ASSIGNMENT: Would you copy each line of the records that includes the word "below"?

(Saved entries)
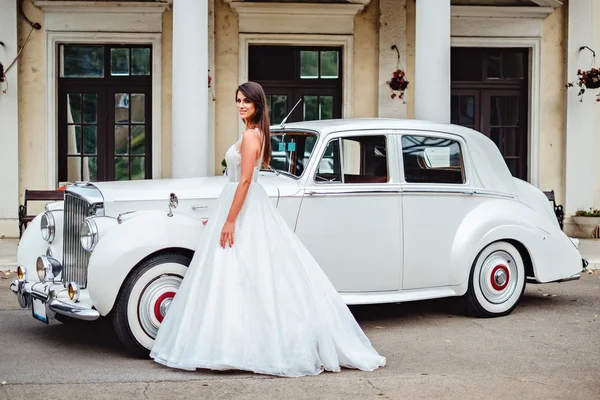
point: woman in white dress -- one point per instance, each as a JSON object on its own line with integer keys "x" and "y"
{"x": 253, "y": 297}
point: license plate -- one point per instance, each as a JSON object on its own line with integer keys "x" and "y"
{"x": 38, "y": 308}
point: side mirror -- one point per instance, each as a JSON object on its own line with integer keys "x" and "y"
{"x": 173, "y": 203}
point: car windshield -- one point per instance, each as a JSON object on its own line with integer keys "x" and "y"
{"x": 291, "y": 151}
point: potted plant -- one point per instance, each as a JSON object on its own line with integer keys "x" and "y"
{"x": 588, "y": 221}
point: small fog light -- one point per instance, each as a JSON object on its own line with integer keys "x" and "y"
{"x": 73, "y": 291}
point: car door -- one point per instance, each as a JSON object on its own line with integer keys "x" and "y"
{"x": 436, "y": 196}
{"x": 350, "y": 218}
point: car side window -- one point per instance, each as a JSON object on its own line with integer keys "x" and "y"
{"x": 359, "y": 159}
{"x": 432, "y": 160}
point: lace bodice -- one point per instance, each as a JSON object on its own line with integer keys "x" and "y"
{"x": 233, "y": 158}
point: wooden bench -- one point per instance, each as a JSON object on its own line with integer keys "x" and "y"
{"x": 558, "y": 209}
{"x": 36, "y": 195}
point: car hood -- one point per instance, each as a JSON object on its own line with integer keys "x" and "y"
{"x": 187, "y": 188}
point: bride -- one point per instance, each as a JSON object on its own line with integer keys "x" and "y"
{"x": 253, "y": 297}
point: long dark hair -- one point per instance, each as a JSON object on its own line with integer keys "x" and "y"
{"x": 255, "y": 93}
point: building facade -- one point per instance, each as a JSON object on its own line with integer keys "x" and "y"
{"x": 117, "y": 90}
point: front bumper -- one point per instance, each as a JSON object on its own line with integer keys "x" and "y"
{"x": 53, "y": 297}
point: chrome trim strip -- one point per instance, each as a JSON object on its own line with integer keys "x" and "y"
{"x": 352, "y": 192}
{"x": 71, "y": 310}
{"x": 478, "y": 192}
{"x": 570, "y": 278}
{"x": 87, "y": 192}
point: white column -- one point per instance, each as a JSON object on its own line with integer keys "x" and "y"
{"x": 392, "y": 31}
{"x": 432, "y": 60}
{"x": 190, "y": 89}
{"x": 9, "y": 123}
{"x": 580, "y": 156}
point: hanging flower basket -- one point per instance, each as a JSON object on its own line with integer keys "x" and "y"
{"x": 398, "y": 84}
{"x": 589, "y": 79}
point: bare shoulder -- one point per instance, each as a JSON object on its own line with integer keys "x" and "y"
{"x": 250, "y": 138}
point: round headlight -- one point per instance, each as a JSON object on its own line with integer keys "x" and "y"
{"x": 89, "y": 234}
{"x": 47, "y": 226}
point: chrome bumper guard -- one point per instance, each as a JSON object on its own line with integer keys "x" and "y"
{"x": 26, "y": 290}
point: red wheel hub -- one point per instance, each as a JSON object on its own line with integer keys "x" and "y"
{"x": 500, "y": 277}
{"x": 162, "y": 298}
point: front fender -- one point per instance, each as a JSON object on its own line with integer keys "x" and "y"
{"x": 552, "y": 254}
{"x": 123, "y": 247}
{"x": 31, "y": 246}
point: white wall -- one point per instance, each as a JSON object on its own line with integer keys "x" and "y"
{"x": 9, "y": 123}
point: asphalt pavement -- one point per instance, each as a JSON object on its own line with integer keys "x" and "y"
{"x": 548, "y": 348}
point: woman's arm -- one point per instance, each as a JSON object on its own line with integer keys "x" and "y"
{"x": 250, "y": 150}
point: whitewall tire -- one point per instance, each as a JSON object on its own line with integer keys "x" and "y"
{"x": 144, "y": 300}
{"x": 497, "y": 281}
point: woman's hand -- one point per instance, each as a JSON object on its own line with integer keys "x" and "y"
{"x": 227, "y": 234}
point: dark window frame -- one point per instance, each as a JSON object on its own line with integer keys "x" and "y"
{"x": 106, "y": 87}
{"x": 482, "y": 89}
{"x": 296, "y": 88}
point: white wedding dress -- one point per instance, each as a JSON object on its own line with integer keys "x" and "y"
{"x": 263, "y": 305}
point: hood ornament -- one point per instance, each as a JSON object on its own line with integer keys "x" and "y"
{"x": 173, "y": 203}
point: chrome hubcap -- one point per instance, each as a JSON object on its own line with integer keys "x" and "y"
{"x": 155, "y": 301}
{"x": 498, "y": 277}
{"x": 164, "y": 306}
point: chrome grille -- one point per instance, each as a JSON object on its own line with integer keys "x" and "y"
{"x": 75, "y": 258}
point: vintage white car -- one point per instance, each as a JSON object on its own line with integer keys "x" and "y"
{"x": 393, "y": 210}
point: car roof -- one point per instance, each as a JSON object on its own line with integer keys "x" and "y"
{"x": 490, "y": 168}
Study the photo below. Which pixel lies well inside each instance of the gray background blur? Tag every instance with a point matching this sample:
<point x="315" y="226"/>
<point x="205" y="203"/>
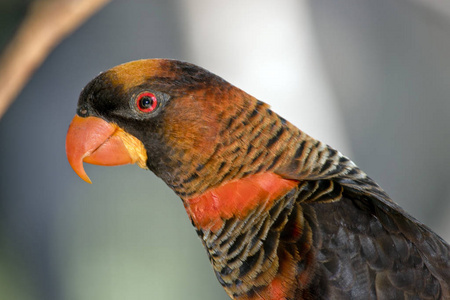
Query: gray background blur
<point x="371" y="78"/>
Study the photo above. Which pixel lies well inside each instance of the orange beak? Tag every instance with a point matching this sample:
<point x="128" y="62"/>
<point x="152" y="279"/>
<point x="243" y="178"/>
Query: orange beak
<point x="93" y="140"/>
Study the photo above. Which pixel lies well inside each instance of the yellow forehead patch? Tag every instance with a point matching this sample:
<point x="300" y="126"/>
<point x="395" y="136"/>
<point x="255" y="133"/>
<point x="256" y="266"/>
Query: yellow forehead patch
<point x="137" y="72"/>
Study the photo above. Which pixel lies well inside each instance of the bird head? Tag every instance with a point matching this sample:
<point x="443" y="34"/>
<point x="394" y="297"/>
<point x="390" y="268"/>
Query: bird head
<point x="174" y="118"/>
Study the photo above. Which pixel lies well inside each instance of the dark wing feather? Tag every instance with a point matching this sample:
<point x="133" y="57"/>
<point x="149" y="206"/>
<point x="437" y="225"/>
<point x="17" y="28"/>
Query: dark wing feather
<point x="370" y="249"/>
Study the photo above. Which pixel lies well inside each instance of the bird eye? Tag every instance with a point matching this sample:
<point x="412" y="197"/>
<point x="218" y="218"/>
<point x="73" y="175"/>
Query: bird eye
<point x="146" y="102"/>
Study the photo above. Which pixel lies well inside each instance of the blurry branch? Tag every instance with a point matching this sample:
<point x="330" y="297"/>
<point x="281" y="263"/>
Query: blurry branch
<point x="46" y="24"/>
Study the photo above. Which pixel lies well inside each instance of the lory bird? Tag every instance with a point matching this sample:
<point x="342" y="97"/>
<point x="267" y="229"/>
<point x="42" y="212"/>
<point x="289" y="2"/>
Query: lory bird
<point x="281" y="215"/>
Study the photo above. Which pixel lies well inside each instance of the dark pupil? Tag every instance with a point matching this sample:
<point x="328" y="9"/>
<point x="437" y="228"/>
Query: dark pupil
<point x="146" y="102"/>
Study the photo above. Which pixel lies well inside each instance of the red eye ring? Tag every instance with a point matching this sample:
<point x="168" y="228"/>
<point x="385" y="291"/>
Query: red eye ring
<point x="146" y="102"/>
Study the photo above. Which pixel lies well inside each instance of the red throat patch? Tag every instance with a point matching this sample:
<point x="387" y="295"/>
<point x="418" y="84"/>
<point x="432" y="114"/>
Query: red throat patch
<point x="236" y="199"/>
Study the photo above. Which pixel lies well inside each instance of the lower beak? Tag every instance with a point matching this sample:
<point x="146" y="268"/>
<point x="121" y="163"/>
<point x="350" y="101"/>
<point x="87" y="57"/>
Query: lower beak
<point x="93" y="140"/>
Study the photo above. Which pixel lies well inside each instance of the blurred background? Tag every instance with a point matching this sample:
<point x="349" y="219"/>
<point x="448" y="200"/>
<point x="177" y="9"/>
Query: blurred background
<point x="370" y="78"/>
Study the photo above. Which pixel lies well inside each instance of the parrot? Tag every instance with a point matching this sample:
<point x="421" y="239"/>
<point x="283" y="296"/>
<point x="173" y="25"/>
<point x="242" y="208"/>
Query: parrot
<point x="280" y="214"/>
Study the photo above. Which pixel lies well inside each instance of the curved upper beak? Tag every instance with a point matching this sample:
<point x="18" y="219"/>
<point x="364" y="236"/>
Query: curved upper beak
<point x="93" y="140"/>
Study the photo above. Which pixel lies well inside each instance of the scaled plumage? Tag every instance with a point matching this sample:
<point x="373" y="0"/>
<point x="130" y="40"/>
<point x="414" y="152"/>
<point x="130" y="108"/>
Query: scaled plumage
<point x="282" y="215"/>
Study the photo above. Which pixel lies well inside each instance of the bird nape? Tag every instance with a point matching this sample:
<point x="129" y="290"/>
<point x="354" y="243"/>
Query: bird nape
<point x="281" y="215"/>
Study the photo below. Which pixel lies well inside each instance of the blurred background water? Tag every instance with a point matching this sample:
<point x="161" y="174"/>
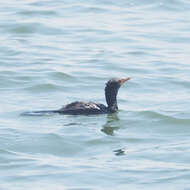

ANSWER SPACE:
Study the photo below. Which pixel lies well inside each instance of the gray background blur? Tag every instance with a point matching this sample:
Study the photo below. Which pixel lies well inside each instance of the blurred background water? Tag every instance with a point matching this sample:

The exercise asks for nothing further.